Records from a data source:
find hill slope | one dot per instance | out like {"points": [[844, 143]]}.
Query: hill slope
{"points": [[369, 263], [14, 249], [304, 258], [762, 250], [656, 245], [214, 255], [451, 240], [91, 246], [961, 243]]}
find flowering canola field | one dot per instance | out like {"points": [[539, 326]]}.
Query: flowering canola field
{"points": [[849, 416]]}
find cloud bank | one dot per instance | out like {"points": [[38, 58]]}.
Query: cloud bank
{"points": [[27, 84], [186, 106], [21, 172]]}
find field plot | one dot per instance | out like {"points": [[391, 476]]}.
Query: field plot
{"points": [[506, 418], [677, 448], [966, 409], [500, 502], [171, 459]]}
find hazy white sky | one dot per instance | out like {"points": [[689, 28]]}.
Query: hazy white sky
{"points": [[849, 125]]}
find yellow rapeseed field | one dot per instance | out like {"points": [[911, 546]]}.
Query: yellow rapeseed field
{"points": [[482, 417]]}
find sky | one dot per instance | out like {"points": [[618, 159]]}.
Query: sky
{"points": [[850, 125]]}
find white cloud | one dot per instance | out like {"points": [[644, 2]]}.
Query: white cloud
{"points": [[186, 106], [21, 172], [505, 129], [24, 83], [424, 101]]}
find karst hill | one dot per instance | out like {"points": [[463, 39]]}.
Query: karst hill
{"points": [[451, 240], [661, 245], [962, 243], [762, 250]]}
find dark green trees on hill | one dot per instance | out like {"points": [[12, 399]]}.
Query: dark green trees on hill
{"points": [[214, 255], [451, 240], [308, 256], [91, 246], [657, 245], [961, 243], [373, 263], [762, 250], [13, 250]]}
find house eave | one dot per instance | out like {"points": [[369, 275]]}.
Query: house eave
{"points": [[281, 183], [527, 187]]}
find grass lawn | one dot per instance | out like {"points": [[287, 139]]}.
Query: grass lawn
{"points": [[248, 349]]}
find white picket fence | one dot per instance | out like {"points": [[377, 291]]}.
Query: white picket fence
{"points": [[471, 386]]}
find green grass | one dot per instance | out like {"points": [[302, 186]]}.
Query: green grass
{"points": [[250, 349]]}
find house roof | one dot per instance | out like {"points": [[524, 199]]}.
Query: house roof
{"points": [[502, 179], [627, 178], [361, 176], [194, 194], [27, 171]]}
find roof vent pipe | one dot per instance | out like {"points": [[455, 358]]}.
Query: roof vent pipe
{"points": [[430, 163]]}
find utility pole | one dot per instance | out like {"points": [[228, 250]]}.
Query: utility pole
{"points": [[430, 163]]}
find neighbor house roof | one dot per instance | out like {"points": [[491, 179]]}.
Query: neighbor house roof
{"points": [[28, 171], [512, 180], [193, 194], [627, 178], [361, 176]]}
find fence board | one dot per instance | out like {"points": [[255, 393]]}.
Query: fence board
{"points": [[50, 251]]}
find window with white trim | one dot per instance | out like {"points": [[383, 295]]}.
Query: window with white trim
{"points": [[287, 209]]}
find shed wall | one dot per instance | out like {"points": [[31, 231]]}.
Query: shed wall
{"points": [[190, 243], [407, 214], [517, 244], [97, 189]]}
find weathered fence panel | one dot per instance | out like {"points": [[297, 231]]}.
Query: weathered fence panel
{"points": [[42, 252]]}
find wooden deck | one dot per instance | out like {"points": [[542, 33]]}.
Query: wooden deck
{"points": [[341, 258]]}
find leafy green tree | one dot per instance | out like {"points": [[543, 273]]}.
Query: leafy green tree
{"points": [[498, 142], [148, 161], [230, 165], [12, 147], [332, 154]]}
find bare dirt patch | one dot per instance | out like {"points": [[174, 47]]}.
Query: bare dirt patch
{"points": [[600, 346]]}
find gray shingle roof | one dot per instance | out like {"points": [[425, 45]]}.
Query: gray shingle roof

» Directions for this task
Count the lines in the data that contain the string "shingle", and give nothing but that number.

» Solution below
2